[Selected text]:
###
United States District Court, Northern District of Texas
Apr 11, 2023
3:14-cr-00340-K-5 (N.D. Tex. Apr. 11, 2023)

Opinion

3:14-cr-00340-K-5

04-11-2023

UNITED STATES OF AMERICA v. LARRY SOLOMON, Defendant.


MEMORANDUM OPINION AND ORDER

ED KINKEADE UNITED STATES DISTRICT JUDGE

Before the Court is Defendant Larry Solomon's motion to reduce his sentence under 18 U.S.C. § 3582(c)(1)(A) [Dkt. No. 901], and the government's sealed response [Dkt. No. 908.] For the reasons explained below, because Solomon has shown an extraordinary and compelling reason for a reduced sentence, and because the Court finds that no component of the applicable factors under 18 U.S.C. § 3553(a) renders inadequate a reduced sentence of time served, the Court GRANTS the motion, REDUCES Solomon's sentence to time served, and ORDERS that he be immediately released from custody under the previously imposed conditions of supervised release.

I. BACKGROUND

Solomon pleaded guilty to (1) conspiracy to interfere with commerce by robbery, in violation of 18 U.S.C. § 1951(a) (Hobbs Act robbery) (Count One); and (2) using, carrying, and brandishing a firearm during and in relation to and possessing and brandishing a firearm in furtherance of a crime of violence, in violation of 18 U.S.C. § 924(c)(1)(A)(ii) (Count Two). See Dkt. No. 445. On February 7, 2018, he received forty-six months' imprisonment on Count One and eighty-four months' imprisonment on Count Two, with the two terms to run consecutively and with credit for time served back to March 30, 2016. Id. He did not appeal the judgment.
###
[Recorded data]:
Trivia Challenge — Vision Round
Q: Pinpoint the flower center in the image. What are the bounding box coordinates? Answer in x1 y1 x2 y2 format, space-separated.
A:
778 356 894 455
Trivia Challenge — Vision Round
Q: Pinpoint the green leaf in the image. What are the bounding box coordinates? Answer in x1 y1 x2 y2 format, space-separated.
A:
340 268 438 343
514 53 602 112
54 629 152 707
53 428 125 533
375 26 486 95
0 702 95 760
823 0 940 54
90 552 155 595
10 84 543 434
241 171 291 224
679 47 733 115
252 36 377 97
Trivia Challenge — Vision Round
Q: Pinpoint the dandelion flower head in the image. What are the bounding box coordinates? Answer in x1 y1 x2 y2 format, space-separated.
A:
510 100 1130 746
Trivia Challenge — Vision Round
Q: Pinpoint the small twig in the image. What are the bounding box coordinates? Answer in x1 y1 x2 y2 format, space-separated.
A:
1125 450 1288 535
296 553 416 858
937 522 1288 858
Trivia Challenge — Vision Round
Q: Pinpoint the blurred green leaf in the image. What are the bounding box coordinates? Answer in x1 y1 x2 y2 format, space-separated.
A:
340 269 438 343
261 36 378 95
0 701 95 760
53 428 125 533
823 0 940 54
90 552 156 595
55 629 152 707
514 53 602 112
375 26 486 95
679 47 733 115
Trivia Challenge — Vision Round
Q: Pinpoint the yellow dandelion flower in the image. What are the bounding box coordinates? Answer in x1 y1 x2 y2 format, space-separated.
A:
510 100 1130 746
###
[What you will do]:
1. Translate this sentence from the court opinion into Spanish: "He did not appeal the judgment."
2. Extend the court opinion on Larry Solomon's sentence reduction, beginning right after its final sentence.
These entries have no connection to the court opinion.

[Expected results]:
1. No apeló la sentencia.

2.
He did file a motion to vacate his sentence under 28 U.S.C. § 2255, arguing that his § 924(c) conviction could not stand in light of United States v. Davis, 139 S.Ct. 2319 (2019), in which the Supreme Court held that the “residual clause” found in § 924(c)(3)(B)-pursuant to which his § 924(c) conviction was premised-is unconstitutionally vague. See Solomon v. United States, 3:22-cv-00944-K, Dkt. No. 6 (N.D. Tex. 2022). But the Court denied Solomon's § 2255 motion as untimely. See id.

Solomon then filed this motion for a sentence reduction on October 3, 2022. Dkt. No. 901. He argues that his sentence should be reduced because he would not have received a § 924(c) conviction if he were sentenced today, because of his family circumstances, and because of his rehabilitation efforts. See id. The Government filed a response arguing that Solomon's motion should be denied. See Dkt. No. 908.

II. LEGAL STANDARDS

A district court lacks inherent authority to modify a defendant's sentence after it has been imposed. See 18 U.S.C. § 3582(c).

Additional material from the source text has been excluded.